**EXERCISE DIRECTIONS**
Transcribe all of the records, leaving out any pictures.

**INFORMATION GIVEN**
........
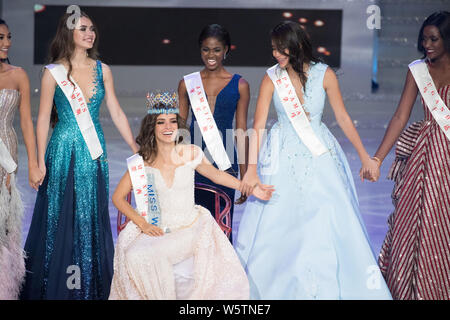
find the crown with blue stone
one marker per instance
(169, 99)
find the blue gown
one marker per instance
(70, 225)
(224, 111)
(308, 241)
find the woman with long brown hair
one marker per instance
(309, 240)
(69, 246)
(173, 248)
(14, 94)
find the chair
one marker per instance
(221, 211)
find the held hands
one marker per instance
(263, 191)
(249, 181)
(35, 176)
(251, 185)
(241, 199)
(150, 229)
(370, 169)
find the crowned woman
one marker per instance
(172, 248)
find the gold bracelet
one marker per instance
(377, 159)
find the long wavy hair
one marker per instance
(290, 35)
(146, 138)
(62, 48)
(441, 20)
(3, 22)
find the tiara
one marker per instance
(166, 98)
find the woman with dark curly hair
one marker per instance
(415, 256)
(227, 96)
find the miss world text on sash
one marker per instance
(430, 95)
(79, 107)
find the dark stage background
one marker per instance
(168, 36)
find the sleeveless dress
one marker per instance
(12, 268)
(415, 256)
(187, 263)
(69, 245)
(308, 241)
(224, 111)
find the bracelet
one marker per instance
(377, 159)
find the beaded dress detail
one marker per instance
(194, 261)
(70, 229)
(308, 241)
(12, 268)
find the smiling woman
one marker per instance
(172, 248)
(70, 225)
(14, 94)
(227, 97)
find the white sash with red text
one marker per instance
(206, 122)
(430, 95)
(6, 161)
(79, 108)
(294, 110)
(144, 190)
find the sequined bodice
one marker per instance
(65, 114)
(9, 102)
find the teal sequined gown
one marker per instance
(70, 246)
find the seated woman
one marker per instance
(183, 254)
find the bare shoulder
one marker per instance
(243, 84)
(329, 78)
(189, 152)
(106, 70)
(18, 73)
(181, 85)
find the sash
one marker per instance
(208, 126)
(144, 190)
(79, 108)
(6, 161)
(430, 95)
(294, 110)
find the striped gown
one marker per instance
(415, 256)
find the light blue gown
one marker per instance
(308, 241)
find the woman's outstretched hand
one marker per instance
(151, 230)
(370, 170)
(241, 199)
(263, 191)
(249, 181)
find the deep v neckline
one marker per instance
(94, 82)
(174, 176)
(217, 96)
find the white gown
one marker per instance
(194, 261)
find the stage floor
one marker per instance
(370, 113)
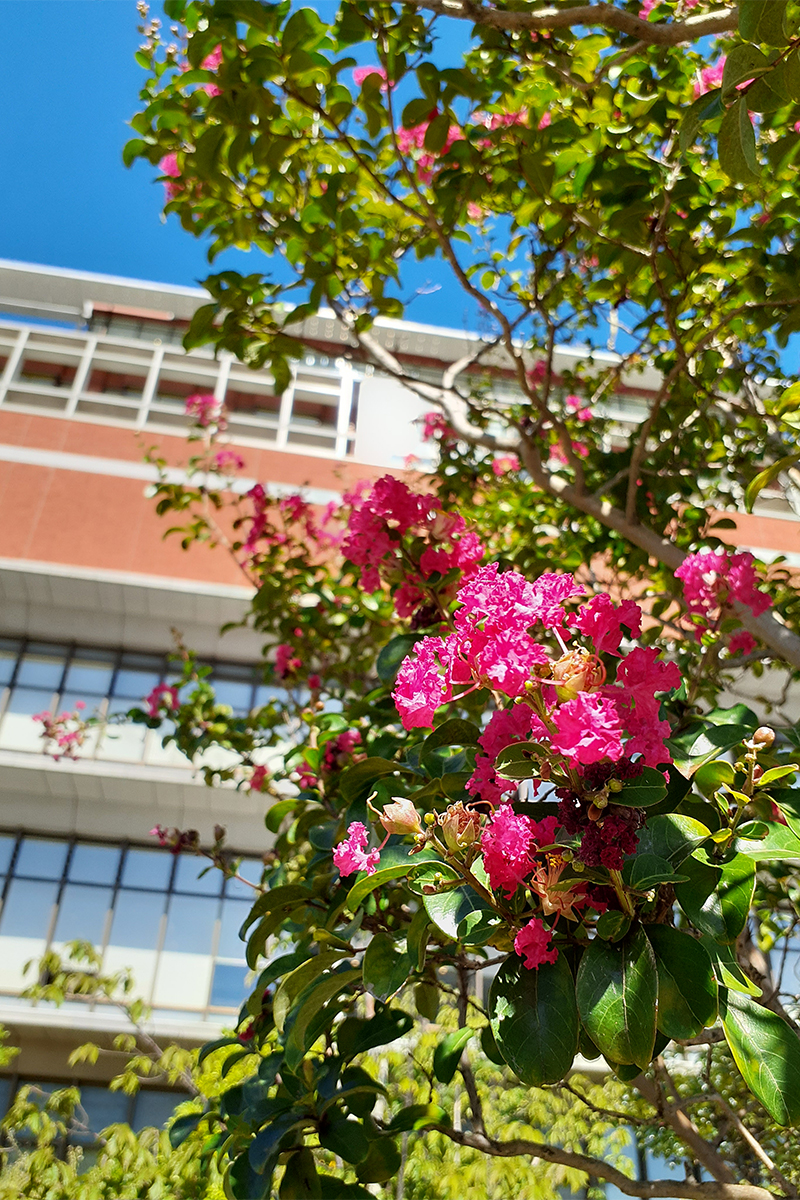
........
**SOLVED PROBLEM**
find the crown with blue stone
one marker per instance
(169, 99)
find the blue gown
one marker per instance
(70, 225)
(224, 111)
(308, 241)
find the woman with long brown hair
one marker per instance
(309, 240)
(69, 246)
(173, 248)
(14, 94)
find the chair
one marker per instance
(221, 211)
find the held hands
one marker per instance
(263, 191)
(249, 181)
(35, 176)
(251, 185)
(241, 199)
(150, 229)
(370, 169)
find the crowned woman
one marker per instance
(172, 248)
find the gold bracelet
one marker per instance
(377, 159)
find the long wavy hair
one marker per instance
(290, 35)
(146, 138)
(62, 48)
(441, 20)
(3, 22)
find the tiara
one marker per instance
(166, 98)
find the woman with dark curly hair
one marker per instance
(415, 256)
(227, 96)
find the miss world text on sash
one marker per instance
(430, 95)
(79, 107)
find the dark stage background
one marker per instance
(168, 36)
find the sleeveless dress
one marker per instance
(12, 268)
(415, 256)
(187, 263)
(69, 245)
(308, 241)
(224, 111)
find the bracelet
one marker per instance
(377, 159)
find the beaded dress detail
one marker per instance
(194, 261)
(70, 229)
(308, 241)
(12, 268)
find the smiling woman
one marker per instance
(172, 248)
(70, 225)
(14, 94)
(227, 97)
find the white sash with red text
one marker per instance
(206, 122)
(430, 95)
(6, 161)
(79, 108)
(294, 110)
(144, 190)
find the sequined bodice
one marker per instance
(65, 114)
(9, 102)
find the teal sequined gown
one marker per instance
(70, 246)
find the seated woman
one marker per instance
(183, 254)
find the bare shoulder
one marker per instance
(243, 84)
(329, 78)
(189, 152)
(106, 70)
(18, 73)
(181, 85)
find the sash
one marker per instance
(208, 126)
(144, 190)
(79, 108)
(6, 161)
(430, 95)
(294, 110)
find the striped gown
one marker per instance
(415, 256)
find the light blue gown
one marker per instance
(308, 241)
find the woman's outstretched hand
one marker per instance
(151, 230)
(370, 170)
(241, 199)
(263, 191)
(249, 181)
find the deep v neckline
one marker per instance
(94, 82)
(174, 176)
(217, 96)
find the white gown
one marker per instance
(194, 261)
find the stage floor
one marker per instance
(370, 113)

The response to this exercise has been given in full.